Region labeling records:
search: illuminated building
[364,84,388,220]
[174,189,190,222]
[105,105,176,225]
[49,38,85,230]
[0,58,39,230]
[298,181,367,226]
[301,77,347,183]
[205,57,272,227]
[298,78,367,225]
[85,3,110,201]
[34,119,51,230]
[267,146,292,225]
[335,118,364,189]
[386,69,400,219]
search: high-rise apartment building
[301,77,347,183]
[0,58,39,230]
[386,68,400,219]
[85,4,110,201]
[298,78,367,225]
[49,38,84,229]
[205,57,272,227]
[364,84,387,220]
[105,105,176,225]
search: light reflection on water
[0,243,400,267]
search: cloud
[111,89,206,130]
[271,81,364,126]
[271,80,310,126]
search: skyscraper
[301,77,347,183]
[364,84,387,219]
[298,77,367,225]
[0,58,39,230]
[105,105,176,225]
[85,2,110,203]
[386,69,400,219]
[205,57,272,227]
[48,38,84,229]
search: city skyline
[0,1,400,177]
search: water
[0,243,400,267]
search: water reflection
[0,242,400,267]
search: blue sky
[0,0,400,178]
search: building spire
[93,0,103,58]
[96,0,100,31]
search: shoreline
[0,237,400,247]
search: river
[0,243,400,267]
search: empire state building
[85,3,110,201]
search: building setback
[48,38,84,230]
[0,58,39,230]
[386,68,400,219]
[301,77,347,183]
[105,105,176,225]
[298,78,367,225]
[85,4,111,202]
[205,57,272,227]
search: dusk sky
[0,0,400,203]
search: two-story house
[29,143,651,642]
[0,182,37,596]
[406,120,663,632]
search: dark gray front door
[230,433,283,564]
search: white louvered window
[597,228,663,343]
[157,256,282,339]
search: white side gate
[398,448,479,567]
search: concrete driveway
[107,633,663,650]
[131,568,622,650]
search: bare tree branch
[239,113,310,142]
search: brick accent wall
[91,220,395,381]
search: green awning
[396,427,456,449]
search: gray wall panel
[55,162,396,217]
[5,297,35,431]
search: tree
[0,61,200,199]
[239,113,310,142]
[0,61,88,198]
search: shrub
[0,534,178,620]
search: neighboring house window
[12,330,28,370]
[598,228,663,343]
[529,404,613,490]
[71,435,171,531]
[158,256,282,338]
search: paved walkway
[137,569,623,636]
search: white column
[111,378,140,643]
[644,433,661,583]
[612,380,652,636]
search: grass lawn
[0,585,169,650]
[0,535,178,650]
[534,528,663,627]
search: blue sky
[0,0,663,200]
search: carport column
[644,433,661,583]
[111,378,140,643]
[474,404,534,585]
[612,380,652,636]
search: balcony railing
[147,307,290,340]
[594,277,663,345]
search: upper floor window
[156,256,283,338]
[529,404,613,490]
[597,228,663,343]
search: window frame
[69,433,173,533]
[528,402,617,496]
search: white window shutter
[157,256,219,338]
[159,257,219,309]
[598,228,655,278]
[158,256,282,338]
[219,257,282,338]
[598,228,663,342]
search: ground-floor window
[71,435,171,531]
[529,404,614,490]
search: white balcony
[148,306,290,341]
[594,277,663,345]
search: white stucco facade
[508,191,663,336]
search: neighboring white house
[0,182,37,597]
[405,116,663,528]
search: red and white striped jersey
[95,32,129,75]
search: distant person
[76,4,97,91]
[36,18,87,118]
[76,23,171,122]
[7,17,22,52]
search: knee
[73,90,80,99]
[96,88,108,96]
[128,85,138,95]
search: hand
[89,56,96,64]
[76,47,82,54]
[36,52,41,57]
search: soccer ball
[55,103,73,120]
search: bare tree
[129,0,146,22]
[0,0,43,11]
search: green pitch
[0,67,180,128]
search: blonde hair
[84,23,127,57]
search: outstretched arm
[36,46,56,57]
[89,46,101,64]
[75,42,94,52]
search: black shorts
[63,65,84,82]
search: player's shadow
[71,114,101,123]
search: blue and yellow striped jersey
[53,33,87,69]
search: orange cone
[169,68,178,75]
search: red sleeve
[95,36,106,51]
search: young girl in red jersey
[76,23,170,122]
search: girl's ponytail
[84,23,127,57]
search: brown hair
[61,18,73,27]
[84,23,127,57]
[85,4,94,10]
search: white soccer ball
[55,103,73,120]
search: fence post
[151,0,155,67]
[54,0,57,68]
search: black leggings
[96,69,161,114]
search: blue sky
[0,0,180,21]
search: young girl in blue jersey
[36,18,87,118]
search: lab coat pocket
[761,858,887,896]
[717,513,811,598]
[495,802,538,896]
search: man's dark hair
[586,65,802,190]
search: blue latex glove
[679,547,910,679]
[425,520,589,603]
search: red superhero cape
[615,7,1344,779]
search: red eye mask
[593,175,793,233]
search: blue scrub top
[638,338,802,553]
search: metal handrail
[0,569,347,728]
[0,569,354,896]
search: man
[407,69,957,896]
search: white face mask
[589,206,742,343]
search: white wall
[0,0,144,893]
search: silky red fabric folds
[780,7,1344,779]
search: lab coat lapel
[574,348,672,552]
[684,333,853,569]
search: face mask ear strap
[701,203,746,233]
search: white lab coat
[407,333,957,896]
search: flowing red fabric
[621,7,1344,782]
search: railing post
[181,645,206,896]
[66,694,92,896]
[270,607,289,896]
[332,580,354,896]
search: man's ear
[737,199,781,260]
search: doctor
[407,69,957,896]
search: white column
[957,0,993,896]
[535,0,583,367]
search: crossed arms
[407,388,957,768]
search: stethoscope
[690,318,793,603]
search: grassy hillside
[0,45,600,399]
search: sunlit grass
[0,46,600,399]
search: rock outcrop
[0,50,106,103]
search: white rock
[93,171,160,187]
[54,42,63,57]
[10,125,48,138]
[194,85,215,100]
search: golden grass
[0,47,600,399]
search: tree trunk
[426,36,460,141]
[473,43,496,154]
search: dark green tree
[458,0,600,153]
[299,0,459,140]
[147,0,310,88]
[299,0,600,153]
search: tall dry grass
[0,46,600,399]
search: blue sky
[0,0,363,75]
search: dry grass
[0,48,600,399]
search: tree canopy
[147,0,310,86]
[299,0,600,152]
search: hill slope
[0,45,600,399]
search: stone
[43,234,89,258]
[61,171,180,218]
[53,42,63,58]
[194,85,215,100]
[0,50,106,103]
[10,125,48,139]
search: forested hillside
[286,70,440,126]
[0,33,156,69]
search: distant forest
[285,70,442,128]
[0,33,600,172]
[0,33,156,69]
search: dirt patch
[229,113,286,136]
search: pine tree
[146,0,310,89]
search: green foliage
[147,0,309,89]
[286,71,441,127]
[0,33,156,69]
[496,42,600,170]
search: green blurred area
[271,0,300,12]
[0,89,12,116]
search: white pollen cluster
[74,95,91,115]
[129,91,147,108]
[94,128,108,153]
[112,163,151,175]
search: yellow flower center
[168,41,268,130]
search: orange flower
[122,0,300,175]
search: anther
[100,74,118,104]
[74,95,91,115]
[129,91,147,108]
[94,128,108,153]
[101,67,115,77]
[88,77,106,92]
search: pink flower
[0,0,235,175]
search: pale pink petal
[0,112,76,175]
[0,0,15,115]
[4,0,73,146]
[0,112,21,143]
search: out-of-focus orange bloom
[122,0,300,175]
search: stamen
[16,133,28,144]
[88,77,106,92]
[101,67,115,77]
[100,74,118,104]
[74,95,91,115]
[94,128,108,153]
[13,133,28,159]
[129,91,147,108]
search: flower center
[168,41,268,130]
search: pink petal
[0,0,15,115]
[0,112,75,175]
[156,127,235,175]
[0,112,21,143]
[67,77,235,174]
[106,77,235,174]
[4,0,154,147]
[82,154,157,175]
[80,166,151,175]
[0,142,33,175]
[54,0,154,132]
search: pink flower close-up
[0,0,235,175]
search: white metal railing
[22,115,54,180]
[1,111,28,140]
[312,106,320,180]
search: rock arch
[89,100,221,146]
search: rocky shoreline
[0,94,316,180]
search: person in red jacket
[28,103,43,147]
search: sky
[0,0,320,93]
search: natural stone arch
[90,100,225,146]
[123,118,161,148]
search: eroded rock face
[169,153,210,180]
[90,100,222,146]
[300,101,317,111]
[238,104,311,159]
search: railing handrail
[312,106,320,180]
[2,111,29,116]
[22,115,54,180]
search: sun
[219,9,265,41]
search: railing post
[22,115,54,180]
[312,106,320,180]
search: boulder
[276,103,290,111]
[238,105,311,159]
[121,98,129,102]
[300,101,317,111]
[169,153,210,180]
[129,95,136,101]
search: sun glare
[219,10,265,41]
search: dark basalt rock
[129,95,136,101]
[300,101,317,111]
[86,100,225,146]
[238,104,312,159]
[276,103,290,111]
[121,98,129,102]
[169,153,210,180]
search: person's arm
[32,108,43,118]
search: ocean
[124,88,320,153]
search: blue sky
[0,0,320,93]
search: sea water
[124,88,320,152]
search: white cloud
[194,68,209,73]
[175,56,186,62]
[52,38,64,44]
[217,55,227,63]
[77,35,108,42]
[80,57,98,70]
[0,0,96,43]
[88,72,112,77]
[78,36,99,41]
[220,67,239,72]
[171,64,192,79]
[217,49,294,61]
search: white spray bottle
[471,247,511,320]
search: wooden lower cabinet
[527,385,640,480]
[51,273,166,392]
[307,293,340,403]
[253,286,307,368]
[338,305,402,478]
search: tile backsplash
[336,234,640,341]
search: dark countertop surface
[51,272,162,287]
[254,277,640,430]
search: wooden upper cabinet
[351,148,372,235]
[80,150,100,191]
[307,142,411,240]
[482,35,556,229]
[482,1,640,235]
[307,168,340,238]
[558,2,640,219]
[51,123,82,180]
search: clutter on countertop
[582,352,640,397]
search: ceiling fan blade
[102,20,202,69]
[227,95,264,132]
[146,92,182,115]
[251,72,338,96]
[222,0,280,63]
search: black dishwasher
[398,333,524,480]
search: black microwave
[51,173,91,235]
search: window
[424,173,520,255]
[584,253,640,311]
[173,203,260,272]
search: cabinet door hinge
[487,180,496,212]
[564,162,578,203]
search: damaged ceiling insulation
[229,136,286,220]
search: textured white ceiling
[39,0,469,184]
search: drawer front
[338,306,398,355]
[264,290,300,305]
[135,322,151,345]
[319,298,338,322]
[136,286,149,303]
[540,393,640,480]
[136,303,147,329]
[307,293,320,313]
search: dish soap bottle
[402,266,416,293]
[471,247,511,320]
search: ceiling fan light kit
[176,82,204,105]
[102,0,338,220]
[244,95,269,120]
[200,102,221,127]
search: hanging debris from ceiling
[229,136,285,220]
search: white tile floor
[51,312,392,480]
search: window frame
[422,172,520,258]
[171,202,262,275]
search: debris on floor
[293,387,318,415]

> [The exercise]
Pull out each line above that contains the string "fabric".

> [Result below]
search: silky red fabric folds
search: flowing red fabric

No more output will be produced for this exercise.